必須医薬品の世界へようこそ

必須医薬品の適正使用、アクセスに関するエビデンスを紹介します

生物学的製剤アクセスの問題点について指摘したSuleman教授の就任講演 (“Affordability and equitable access to (bio)therapeutics for public health” at the inaugural lecture by Professor Fatima Suleman)

発表の概要

「生物学的製剤(医薬品)へのアクセスは、人々の健康への権利の履行の一部である」

  • 南アフリカ乳がん患者が既存の生物学的製剤にアクセスすることができずに亡くなった例を挙げながら、治療方法が存在するにもかかわらず、医薬品へのアクセス、及び、現行の医薬品価格における消費者の購買能力(affordability)との乖離における問題があることを指摘。
  • 高価格である抗がん剤治療、米国におけるインスリン、エピペンの価格高騰など医薬品へのアクセスは低所得国だけの問題ではなくなっている。
  • 特に低所得国では医薬品の自己負担割合が高く、家計を圧迫する要因のひとつになっている。
  • 南アフリカにおける薬価政策に関連した課題の例:ジェネリック医薬品の価格が下がりきらない、小売価格等が未だ非公開かつリベート等に対するが規制に整っていない、薬価決定における国際参照価格の導入に踏み切れていない など。
  • HIV治療薬における事例では、特許に守られ高価で購入できなかったHIV治療薬であったが、市民活動や治療行動キャンペーン(Treatment action campaign) 等を通じアクセス問題に対し南アフリカ国民だけでなく国際的にも関心を集め、世論の支持を受けた結果、製薬企業からの裁判を切り抜け、HIV治療薬のジェネリックを国民に広く使用できる状況を作ることができた。しかしながら、このHIVの事例を除いて医薬品のアクセス及び薬価システムに関して人々の関心がここまで高まったことはほとんどないのではないだろうか。
  • 薬価政策が南アフリカ国民の医薬品へのアクセス及び購買能力にどの程度影響をもたらすのかについてエビデンスが確立されていない。これは南アフリカに限ったことではなく、ヨーロッパにおけるジェネリック政策等も含め、政策における成功・失敗をエビデンスとして集積していくことが重要である。その為には正確な価格データ及び価格データの透明性(transparency)が不可欠である。
  • 価格の透明性に関する主な課題の一つは、研究開発(R&D)にかかる費用である。例えば、研究の一部は税金等の公的な費用の導入によって行われているが、そうした場合、公正な価格(fair price)とは何か、どういった因子が価格に決定づけるのであろうか。治療アウトカム、国民の購買能力など多くの因子に関してエビデンスを集積していく必要がある。

 

コメント

公衆衛生の観点から、必須医薬品へのアクセスは世界の人々の健康を守り増進する上で非常に重要な問題である。また、営利団体である製薬企業の新薬開発や医薬品製造などの貢献も世界の人々の健康を守り増進する上で必要不可欠である。医薬品をより低価格で購入したい行政・市民側と、利益を確保し投資した開発費用を回収しなくてはならない営利団体の製薬企業の対立はイデオロギーの違いによる対立として見えてしまうのであるが、Suleman教授が述べるように質の高いエビデンスを集積していくことで「公正な価格」について関係者(stakeholders)がより客観的に議論できる状況に導くことができていくのではないだろうか。

 

Fatima Suleman教授

オランダUtrecht大学WHO医薬品政策規制協力センター

南アフリカKwaZulu-Natal大学薬学部 所属

 

引用

The live stream of the inaugural lecture by Professor Fatima Suleman, entitled “Affordability and equitable access to (bio)therapeutics for public health”.

課題の指示
上の医薬品アクセスに関する本文から、「公衆衛生の観点から、必須医薬」で始まり「きていくのではないだろうか。」で終わる部分を、「きていくのではないだろうか。」も含めて一字も変えずに抜き出すこと。

提供データ
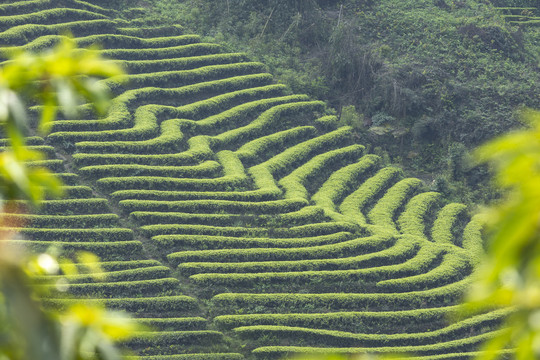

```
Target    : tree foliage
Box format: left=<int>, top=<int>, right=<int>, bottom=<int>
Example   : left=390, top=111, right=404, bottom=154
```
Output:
left=0, top=35, right=134, bottom=360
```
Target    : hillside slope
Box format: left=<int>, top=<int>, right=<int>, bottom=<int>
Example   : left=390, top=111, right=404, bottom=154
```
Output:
left=0, top=0, right=504, bottom=359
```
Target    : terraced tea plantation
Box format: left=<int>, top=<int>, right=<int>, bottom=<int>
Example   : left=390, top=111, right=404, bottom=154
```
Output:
left=0, top=0, right=505, bottom=360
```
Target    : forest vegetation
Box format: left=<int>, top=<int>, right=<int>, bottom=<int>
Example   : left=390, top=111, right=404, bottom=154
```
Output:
left=0, top=0, right=540, bottom=360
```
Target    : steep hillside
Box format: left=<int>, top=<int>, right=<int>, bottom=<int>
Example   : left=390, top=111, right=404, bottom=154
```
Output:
left=0, top=0, right=505, bottom=360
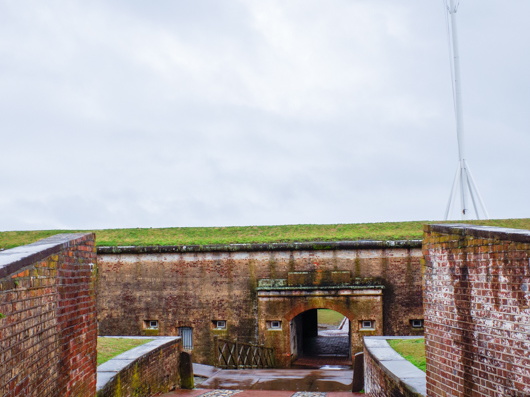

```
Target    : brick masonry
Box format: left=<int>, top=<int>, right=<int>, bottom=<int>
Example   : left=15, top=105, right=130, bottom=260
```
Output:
left=423, top=225, right=530, bottom=397
left=98, top=241, right=423, bottom=363
left=0, top=234, right=97, bottom=397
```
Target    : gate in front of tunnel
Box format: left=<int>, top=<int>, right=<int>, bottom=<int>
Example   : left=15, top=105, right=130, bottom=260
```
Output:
left=257, top=271, right=384, bottom=368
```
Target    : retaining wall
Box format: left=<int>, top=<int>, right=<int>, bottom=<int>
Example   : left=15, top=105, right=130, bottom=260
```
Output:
left=364, top=336, right=427, bottom=397
left=98, top=241, right=423, bottom=363
left=97, top=337, right=182, bottom=397
left=0, top=234, right=97, bottom=397
left=424, top=225, right=530, bottom=397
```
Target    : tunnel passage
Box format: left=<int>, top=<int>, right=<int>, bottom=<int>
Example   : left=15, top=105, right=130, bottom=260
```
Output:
left=290, top=309, right=351, bottom=367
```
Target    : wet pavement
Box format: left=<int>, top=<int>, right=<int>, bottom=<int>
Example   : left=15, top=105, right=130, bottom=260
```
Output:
left=303, top=331, right=350, bottom=358
left=194, top=369, right=353, bottom=392
left=163, top=364, right=360, bottom=397
left=161, top=389, right=358, bottom=397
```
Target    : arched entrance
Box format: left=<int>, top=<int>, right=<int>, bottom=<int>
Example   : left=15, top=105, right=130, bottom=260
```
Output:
left=289, top=308, right=351, bottom=368
left=257, top=273, right=384, bottom=368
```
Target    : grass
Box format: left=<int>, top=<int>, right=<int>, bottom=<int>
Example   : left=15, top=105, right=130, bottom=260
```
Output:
left=387, top=339, right=426, bottom=372
left=98, top=338, right=153, bottom=365
left=318, top=309, right=344, bottom=325
left=0, top=219, right=530, bottom=249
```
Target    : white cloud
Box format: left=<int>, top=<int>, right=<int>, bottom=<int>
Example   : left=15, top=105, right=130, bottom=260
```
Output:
left=0, top=0, right=530, bottom=230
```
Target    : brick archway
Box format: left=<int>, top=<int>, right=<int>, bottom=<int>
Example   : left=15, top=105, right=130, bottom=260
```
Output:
left=258, top=285, right=383, bottom=368
left=284, top=300, right=355, bottom=321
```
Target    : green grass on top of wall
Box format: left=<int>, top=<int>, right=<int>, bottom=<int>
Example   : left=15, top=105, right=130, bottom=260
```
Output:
left=0, top=218, right=530, bottom=249
left=387, top=339, right=427, bottom=372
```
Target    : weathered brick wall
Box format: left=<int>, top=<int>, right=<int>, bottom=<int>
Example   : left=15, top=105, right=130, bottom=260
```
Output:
left=98, top=242, right=423, bottom=363
left=424, top=225, right=530, bottom=397
left=0, top=234, right=97, bottom=397
left=97, top=338, right=182, bottom=397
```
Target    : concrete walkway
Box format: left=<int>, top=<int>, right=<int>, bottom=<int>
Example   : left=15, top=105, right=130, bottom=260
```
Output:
left=159, top=364, right=362, bottom=397
left=161, top=390, right=365, bottom=397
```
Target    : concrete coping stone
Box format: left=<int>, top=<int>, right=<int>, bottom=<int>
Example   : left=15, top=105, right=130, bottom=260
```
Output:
left=96, top=336, right=177, bottom=391
left=424, top=223, right=530, bottom=243
left=0, top=233, right=94, bottom=278
left=98, top=240, right=422, bottom=254
left=364, top=336, right=427, bottom=396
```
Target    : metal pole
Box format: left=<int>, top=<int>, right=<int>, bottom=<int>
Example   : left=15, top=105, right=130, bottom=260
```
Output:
left=449, top=0, right=467, bottom=219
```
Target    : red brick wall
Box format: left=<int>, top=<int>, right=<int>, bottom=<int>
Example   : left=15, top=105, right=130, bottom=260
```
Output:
left=98, top=241, right=423, bottom=363
left=424, top=225, right=530, bottom=397
left=0, top=234, right=97, bottom=397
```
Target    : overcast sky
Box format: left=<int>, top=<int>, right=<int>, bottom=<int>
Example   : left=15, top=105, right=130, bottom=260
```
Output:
left=0, top=0, right=530, bottom=230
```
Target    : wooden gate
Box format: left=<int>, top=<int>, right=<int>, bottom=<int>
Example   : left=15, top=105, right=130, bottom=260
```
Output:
left=215, top=338, right=274, bottom=369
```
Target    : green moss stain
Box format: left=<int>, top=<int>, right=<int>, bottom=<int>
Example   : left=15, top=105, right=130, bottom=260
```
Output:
left=354, top=257, right=361, bottom=277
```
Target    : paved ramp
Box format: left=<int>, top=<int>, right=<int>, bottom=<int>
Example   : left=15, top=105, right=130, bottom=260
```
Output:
left=161, top=390, right=365, bottom=397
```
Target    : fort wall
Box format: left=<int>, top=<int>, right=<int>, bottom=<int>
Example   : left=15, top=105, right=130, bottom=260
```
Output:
left=98, top=241, right=423, bottom=365
left=0, top=234, right=97, bottom=397
left=424, top=225, right=530, bottom=397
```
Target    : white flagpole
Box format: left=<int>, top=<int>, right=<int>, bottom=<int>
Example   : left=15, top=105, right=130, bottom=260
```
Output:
left=445, top=0, right=488, bottom=220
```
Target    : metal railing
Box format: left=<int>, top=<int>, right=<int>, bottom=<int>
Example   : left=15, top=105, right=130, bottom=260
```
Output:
left=214, top=337, right=274, bottom=369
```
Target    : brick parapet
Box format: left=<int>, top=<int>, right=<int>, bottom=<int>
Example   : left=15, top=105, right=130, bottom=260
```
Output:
left=98, top=241, right=423, bottom=364
left=424, top=225, right=530, bottom=397
left=0, top=234, right=97, bottom=397
left=98, top=240, right=421, bottom=254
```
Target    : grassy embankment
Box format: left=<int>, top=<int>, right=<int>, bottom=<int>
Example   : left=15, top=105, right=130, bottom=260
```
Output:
left=387, top=339, right=426, bottom=372
left=0, top=219, right=530, bottom=249
left=98, top=338, right=153, bottom=365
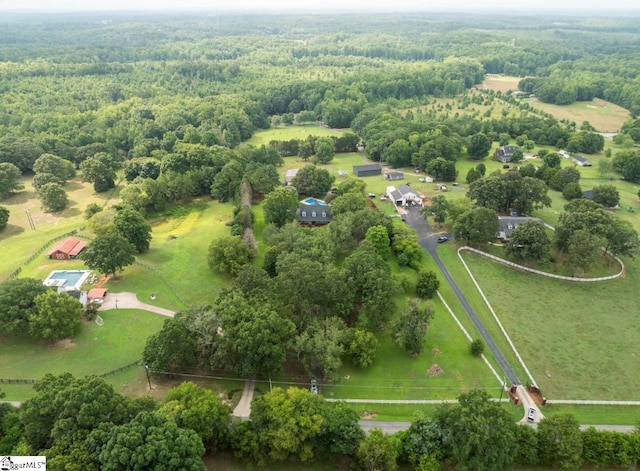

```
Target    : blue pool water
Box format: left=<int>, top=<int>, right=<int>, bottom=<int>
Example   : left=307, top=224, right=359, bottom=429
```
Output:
left=49, top=271, right=87, bottom=286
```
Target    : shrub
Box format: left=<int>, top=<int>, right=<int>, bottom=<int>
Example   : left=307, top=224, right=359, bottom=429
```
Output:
left=469, top=339, right=484, bottom=357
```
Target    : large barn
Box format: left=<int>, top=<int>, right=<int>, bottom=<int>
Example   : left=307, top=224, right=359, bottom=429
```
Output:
left=48, top=237, right=87, bottom=260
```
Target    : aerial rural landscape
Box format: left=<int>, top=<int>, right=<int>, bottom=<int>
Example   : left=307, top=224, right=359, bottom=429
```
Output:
left=0, top=4, right=640, bottom=471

解答
公衆衛生の観点から、必須医薬品へのアクセスは世界の人々の健康を守り増進する上で非常に重要な問題である。また、営利団体である製薬企業の新薬開発や医薬品製造などの貢献も世界の人々の健康を守り増進する上で必要不可欠である。医薬品をより低価格で購入したい行政・市民側と、利益を確保し投資した開発費用を回収しなくてはならない営利団体の製薬企業の対立はイデオロギーの違いによる対立として見えてしまうのであるが、Suleman教授が述べるように質の高いエビデンスを集積していくことで「公正な価格」について関係者(stakeholders)がより客観的に議論できる状況に導くことができていくのではないだろうか。